— start SOURCE EXCERPT —

In aqueous solution, the open axial coordination sites are likely to be occupied by H₂O molecules. Among the H₂O[Mn₂(PhCOO)₄]H₂O complexes, the one with S = 10/2 spin state, the 1_10/2 complex (Fig. 1c), was energetically preferred, and the low-spin S = 8/2 (1_8/2) and 6/2 (1_6/2) states had higher energies (43 and 54 kJ mol⁻¹, respectively). Thereby, 1_10/2 formation from the [Mn₂(PhCOO)₄] complex in the 10/2 spin state is exothermic by −84 kJ mol⁻¹. The formation of the antiferromagnetic state was unlikely in the case of the H₂O[Mn₂(PhCOO)₄]H₂O complex as well since the broken-symmetry computation at the PBE-D3/6-311++G(d,p)//PBE-D3/6-31G(d,p) level (PCM solvation included) showed that the singlet state had 332 kJ mol⁻¹ higher energy compared to the 10/2 state. The Mulliken spin densities in the Mn-centers in the singlet state were 4.5 and −4.5 a.u.

— end SOURCE EXCERPT —

● **INSTRUCTIONS**
(A) List every energy value given in kJ mol⁻¹ in the passage on the water-coordinated manganese benzoate complex.
(B) Continue the passage on the water-coordinated manganese benzoate complex, starting after its last sentence.

— start SUPPLIED ENTRIES —

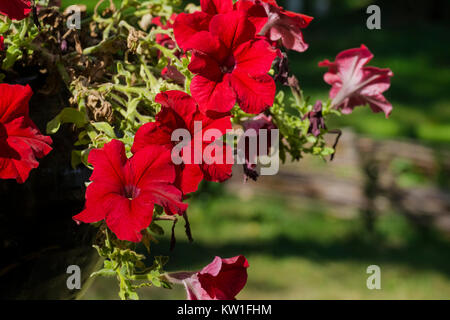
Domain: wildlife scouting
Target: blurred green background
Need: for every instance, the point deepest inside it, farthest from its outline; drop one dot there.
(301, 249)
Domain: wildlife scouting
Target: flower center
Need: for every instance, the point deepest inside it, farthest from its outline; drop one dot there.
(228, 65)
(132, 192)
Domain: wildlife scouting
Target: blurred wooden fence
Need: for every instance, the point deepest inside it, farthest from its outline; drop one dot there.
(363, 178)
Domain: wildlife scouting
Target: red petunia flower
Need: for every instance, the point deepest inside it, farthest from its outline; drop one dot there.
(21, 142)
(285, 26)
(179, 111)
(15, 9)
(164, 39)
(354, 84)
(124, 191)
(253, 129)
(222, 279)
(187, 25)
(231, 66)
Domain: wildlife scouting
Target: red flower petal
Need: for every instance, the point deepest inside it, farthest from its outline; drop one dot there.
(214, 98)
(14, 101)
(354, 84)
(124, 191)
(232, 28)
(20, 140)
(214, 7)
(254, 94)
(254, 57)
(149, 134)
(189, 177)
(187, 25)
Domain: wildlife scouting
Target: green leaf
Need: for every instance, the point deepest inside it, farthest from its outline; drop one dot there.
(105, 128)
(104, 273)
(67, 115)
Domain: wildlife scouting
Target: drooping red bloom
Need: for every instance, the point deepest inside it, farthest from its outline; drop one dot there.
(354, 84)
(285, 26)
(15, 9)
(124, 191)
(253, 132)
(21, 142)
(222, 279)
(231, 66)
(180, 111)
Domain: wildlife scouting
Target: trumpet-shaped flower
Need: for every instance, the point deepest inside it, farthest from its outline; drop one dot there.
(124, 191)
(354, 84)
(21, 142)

— end SUPPLIED ENTRIES —
— start SUPPLIED ENTRIES —

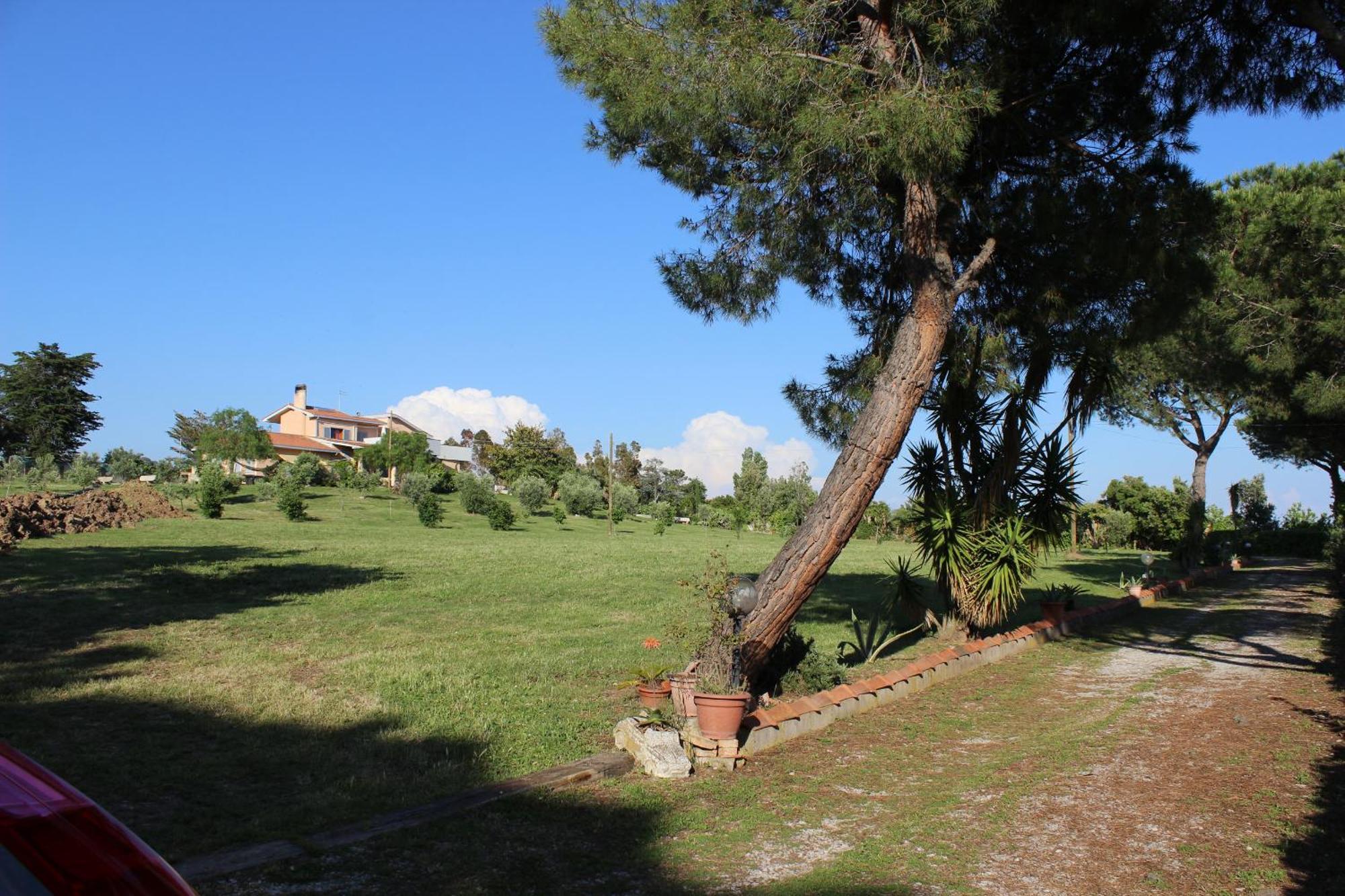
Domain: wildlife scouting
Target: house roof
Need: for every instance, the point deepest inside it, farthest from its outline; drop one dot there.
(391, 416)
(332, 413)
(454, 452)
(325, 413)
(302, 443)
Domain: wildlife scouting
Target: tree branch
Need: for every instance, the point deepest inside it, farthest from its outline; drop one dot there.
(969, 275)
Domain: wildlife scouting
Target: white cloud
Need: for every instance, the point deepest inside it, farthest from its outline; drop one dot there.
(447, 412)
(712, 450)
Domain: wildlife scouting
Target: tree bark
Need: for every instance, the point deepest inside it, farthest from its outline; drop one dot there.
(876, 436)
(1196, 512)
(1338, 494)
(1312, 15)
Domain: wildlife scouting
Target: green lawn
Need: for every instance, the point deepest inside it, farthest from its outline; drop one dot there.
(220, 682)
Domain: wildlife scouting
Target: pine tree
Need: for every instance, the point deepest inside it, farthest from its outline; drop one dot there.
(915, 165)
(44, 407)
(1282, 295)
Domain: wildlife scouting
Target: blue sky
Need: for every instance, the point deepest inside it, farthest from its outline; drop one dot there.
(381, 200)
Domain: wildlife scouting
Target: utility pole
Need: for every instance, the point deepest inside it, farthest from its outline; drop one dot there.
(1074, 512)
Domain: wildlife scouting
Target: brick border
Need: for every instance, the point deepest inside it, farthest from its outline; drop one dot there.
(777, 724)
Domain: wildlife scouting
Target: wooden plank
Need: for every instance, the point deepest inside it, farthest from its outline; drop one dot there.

— end SUPPLIED ENTRIES —

● **PER-TASK OUTPUTS**
(A) 43, 54, −84, 332

(B)
Water-bound cluster 1_10/2 (Scheme 1) was selected as the reference point and starting configuration for further modeling the interaction of Mn-BTC with the oxidizing species. It is worth noting that the overlap between H₂O and [Mn₂(PhCOO)₄] fragments in 1_10/2 is negligible (Fig. 1c), although the binding is highly exothermic (ΔE_ads = −84 kJ mol⁻¹). The coordination of H₂O molecules results in the formation of the four hydrogen bonds between OH groups and the oxygen atoms of the carboxylate ligands. Thus, the highly exothermic effect of H₂O binding may be caused by the formation of strong hydrogen bonds and the reduction of electrostatic repulsion between Mn²⁺ cations owing to the countering electrostatic field of H₂O dipoles.

Scheme 1 A stepwise path for coordination of oxidizing species to 1_10/2 complex.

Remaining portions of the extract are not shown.